> _Your instructions_
Each entry below is to be given again word for word, with no pictures.

───── Given data

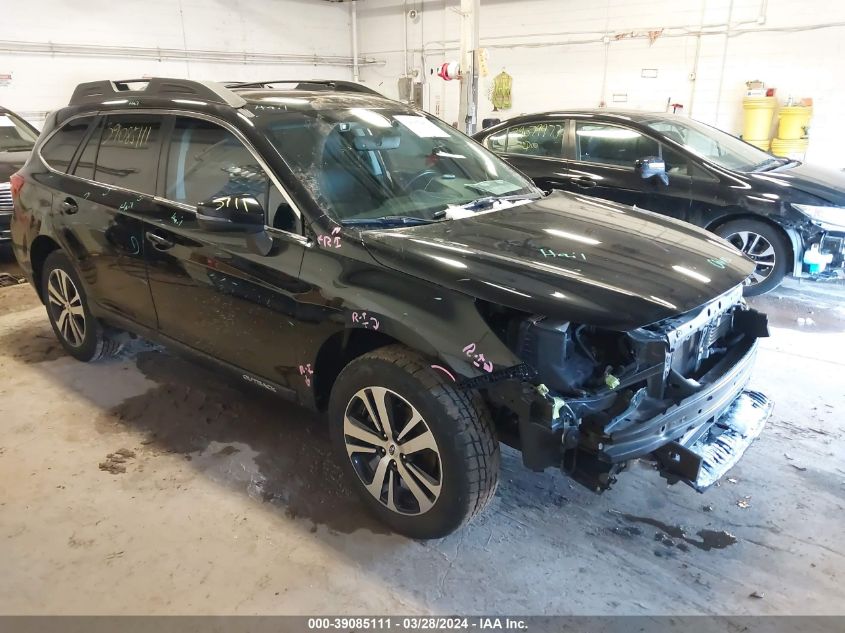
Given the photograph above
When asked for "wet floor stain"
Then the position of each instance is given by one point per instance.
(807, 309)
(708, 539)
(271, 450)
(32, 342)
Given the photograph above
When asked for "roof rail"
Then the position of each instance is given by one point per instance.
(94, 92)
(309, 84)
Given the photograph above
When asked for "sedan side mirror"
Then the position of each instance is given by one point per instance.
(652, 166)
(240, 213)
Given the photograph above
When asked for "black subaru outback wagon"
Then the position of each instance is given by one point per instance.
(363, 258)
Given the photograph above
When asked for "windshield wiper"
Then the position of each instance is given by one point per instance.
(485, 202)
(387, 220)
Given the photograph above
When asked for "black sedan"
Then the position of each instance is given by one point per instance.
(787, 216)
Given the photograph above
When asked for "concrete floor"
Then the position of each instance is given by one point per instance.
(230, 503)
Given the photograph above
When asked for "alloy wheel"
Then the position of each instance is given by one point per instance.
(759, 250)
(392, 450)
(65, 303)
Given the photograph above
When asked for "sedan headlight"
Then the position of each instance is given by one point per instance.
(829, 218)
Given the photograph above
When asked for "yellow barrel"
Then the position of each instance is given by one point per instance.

──────────

> _Solution_
Given the photograph above
When asked for "wet floor stain"
Then the position of each instance is given by one point per instance.
(807, 309)
(708, 539)
(271, 450)
(32, 342)
Given the photograph above
When asked for "roof rail"
Then the position of each instance is given by one point per instance.
(94, 92)
(309, 84)
Given the photograph above
When asked for "sedan side mirror"
Then the position of each instance is given by one point per instance.
(652, 166)
(240, 213)
Given the photograph above
When asked for "black subaru outback wagon"
Then the position of each instance is given by one point per instance.
(363, 258)
Given the photograph above
When asked for "windshield wiper"
Then the position of each instance is given by one point per instance.
(485, 202)
(387, 220)
Given the photograph above
When asked for "black sedan"
Then the position of each instance is given by one point per instance.
(787, 216)
Given the photograph above
When asked for "concrete floor"
Then the position of each instance is given by one point per instance.
(230, 503)
Given the photograph above
When asked for "alloy wheel"
Then the position of each instance is given by one point per instance.
(759, 250)
(392, 450)
(65, 303)
Given the photograph above
When asked for "sedan headlight"
Then the position of each instance is given by one point per instance.
(829, 218)
Given the photograph above
When asked for "yellow barrel"
Then the position of each instance is given by one point per instance.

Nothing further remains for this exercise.